>>
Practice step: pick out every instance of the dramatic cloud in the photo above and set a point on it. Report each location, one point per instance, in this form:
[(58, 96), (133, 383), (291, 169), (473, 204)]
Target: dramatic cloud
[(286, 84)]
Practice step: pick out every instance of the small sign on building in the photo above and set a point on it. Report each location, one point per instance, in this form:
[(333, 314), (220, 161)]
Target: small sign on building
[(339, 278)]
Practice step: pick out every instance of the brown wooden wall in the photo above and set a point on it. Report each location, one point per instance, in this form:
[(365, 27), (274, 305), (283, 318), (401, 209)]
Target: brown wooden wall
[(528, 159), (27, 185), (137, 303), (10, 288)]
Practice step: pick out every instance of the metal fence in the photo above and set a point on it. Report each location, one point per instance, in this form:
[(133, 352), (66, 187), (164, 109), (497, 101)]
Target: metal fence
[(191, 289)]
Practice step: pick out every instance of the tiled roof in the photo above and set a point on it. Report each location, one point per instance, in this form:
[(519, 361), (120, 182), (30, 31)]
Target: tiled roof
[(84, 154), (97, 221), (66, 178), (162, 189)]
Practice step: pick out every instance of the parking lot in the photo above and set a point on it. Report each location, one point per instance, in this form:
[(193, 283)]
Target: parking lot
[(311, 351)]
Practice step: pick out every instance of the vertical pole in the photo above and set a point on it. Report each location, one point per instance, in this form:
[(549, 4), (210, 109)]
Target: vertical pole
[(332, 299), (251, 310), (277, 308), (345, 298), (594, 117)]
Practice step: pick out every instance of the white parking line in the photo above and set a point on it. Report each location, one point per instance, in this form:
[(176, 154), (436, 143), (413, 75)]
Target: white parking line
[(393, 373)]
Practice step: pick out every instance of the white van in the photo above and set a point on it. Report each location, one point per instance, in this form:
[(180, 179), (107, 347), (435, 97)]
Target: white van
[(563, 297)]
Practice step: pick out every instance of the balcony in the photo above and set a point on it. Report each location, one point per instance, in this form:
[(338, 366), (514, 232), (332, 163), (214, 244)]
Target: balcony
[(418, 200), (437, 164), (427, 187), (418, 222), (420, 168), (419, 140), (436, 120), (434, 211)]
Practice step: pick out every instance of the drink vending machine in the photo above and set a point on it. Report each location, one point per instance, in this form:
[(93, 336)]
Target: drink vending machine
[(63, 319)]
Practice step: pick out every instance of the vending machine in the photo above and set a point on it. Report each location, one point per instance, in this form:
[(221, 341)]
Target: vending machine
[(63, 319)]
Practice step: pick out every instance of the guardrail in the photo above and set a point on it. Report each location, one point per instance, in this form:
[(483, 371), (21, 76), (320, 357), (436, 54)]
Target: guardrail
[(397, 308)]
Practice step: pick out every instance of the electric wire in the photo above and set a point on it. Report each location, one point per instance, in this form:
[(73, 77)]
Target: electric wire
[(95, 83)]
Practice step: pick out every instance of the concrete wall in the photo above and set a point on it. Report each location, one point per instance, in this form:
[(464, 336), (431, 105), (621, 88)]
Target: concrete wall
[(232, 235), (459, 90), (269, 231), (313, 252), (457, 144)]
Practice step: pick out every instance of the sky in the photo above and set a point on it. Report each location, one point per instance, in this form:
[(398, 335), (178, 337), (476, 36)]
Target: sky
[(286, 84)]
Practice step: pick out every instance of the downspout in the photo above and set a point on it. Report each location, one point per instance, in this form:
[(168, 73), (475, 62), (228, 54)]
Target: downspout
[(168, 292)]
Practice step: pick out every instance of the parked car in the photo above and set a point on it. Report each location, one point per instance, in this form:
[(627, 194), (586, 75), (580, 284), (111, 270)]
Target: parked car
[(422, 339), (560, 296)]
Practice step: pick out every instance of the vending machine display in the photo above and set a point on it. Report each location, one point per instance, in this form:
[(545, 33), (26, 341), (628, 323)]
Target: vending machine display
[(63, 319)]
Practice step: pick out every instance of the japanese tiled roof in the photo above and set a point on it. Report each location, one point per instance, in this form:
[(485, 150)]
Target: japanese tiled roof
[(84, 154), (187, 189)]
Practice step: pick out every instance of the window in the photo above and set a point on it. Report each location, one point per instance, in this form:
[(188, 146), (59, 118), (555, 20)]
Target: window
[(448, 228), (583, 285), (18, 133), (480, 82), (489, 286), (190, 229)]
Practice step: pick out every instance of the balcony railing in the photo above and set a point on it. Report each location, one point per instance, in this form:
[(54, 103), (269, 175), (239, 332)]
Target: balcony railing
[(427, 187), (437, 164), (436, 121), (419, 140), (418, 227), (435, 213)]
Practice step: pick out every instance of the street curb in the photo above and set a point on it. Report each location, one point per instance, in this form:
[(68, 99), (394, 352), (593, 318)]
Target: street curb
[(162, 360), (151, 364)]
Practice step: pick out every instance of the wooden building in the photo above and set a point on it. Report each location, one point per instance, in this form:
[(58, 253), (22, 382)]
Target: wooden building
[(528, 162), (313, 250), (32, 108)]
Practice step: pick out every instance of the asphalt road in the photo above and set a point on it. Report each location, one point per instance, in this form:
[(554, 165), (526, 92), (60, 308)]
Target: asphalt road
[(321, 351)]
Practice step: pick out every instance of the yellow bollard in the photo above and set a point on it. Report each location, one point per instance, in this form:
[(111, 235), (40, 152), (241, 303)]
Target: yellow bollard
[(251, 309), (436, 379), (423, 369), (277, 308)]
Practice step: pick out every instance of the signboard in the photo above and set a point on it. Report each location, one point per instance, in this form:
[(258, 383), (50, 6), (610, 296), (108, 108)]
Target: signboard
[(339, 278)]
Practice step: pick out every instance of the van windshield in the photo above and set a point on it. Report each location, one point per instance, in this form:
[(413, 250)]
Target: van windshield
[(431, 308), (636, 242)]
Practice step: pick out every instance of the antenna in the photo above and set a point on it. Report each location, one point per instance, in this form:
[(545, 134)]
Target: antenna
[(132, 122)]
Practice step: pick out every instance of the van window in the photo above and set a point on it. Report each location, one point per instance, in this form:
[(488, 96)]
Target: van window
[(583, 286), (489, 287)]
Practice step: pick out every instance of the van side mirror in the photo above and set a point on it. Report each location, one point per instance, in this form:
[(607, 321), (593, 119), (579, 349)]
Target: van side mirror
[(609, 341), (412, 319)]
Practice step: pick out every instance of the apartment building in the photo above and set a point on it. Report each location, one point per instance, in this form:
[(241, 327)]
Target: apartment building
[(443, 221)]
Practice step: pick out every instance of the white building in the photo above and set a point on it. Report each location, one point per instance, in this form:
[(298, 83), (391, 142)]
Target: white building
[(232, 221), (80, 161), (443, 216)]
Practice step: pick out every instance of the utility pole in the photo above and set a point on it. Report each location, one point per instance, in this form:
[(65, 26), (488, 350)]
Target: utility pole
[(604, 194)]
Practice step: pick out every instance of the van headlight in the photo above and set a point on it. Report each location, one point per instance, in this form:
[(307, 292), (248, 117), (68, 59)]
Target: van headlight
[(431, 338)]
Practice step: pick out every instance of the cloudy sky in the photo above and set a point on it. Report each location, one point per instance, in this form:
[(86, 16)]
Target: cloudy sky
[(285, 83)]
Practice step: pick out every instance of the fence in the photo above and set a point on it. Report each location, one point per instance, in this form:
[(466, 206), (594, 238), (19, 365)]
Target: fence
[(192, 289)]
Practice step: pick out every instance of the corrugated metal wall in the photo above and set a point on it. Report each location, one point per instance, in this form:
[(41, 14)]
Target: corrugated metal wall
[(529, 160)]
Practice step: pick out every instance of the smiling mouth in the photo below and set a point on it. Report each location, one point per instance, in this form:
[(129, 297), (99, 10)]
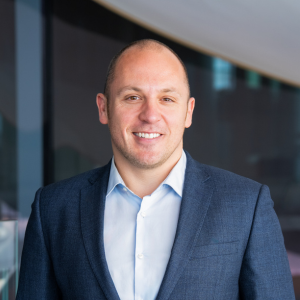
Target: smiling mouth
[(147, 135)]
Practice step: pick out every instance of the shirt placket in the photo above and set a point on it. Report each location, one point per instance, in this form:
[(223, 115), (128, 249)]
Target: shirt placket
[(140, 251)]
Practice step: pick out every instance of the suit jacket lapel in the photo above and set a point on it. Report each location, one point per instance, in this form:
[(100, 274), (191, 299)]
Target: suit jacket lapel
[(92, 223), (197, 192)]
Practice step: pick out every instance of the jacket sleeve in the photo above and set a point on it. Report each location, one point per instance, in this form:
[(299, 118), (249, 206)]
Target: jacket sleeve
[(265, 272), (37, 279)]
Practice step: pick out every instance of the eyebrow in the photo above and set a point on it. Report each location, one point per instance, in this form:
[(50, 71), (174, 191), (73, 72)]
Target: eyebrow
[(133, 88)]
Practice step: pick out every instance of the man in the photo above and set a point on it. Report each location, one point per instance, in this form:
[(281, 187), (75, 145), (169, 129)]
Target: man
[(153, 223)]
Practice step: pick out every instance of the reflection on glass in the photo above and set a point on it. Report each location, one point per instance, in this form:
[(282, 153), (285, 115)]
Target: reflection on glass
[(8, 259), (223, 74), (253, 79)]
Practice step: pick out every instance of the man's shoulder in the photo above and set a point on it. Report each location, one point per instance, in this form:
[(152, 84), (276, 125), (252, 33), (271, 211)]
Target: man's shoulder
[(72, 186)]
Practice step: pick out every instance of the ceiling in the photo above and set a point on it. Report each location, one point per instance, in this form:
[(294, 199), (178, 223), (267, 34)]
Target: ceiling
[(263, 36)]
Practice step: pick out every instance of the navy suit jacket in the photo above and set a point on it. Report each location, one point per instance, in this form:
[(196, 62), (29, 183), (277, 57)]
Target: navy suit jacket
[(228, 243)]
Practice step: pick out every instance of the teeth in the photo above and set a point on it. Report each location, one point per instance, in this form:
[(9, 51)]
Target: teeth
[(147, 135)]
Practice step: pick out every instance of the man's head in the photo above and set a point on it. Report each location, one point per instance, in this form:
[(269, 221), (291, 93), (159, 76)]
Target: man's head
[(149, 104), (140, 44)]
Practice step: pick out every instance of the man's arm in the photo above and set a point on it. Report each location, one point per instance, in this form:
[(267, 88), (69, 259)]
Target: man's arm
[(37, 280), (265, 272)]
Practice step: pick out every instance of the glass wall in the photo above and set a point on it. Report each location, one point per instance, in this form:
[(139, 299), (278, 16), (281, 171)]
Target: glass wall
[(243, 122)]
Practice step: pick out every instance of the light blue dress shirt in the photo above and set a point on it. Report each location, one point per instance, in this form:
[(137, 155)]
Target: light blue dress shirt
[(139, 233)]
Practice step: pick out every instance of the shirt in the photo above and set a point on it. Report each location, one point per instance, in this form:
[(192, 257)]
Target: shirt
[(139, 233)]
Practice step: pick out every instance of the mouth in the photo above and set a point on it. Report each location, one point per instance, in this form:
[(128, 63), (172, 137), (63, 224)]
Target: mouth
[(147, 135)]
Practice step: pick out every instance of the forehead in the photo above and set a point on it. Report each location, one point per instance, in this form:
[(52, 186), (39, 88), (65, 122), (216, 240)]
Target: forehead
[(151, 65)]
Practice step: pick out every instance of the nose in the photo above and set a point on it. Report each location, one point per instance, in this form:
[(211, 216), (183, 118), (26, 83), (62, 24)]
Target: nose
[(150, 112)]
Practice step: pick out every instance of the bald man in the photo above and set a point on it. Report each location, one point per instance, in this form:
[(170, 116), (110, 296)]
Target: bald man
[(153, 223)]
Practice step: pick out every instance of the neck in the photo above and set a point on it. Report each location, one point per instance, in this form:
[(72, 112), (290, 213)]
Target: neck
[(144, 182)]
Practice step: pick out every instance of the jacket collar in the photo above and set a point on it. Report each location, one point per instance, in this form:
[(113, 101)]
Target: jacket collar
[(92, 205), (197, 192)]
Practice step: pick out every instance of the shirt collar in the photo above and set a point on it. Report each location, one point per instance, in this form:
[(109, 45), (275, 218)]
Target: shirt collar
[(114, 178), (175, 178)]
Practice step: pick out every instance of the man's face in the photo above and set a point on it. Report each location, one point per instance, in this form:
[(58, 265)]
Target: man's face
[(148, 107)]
<<
### REQUEST
Beginning with the line that contains "Practice step: pick out every instance of the nose", repeat every line through the end of the records and nothing more.

### TASK RESPONSE
Practice step: pick out every instance of the nose in the photo above and set a point on it. Report each location, one point per instance, in this form:
[(211, 216), (183, 118), (26, 83), (62, 24)]
Target: nose
[(150, 112)]
Practice step: pick out every instance of the bald man in the photo above and set a point on it. Report each location, one point per instance, in this form:
[(170, 116), (110, 296)]
Target: bald man
[(153, 223)]
Practice step: pick out every instance of the neck in the photo above and set a point on it. Report each location, one point per instance, in this form:
[(72, 112), (290, 213)]
Target: neck
[(144, 182)]
Practice step: pick out every instance of the jacket collar in the photo above and set a point on it. Report each location, one point per instance, in this form:
[(113, 101)]
Target: jacket collar
[(92, 205), (197, 192)]
Practice step: pick out every instance of the shirt collar in the photo above and set a point on it. Report each location, one point per instance, in this form:
[(109, 45), (275, 218)]
Target: shirt collar
[(114, 178), (175, 178)]
Practice step: pick out every instance of the man's face in the photo above and set a point on it. Report each location, one point per instance, in this form:
[(58, 265)]
Target: man's face
[(148, 107)]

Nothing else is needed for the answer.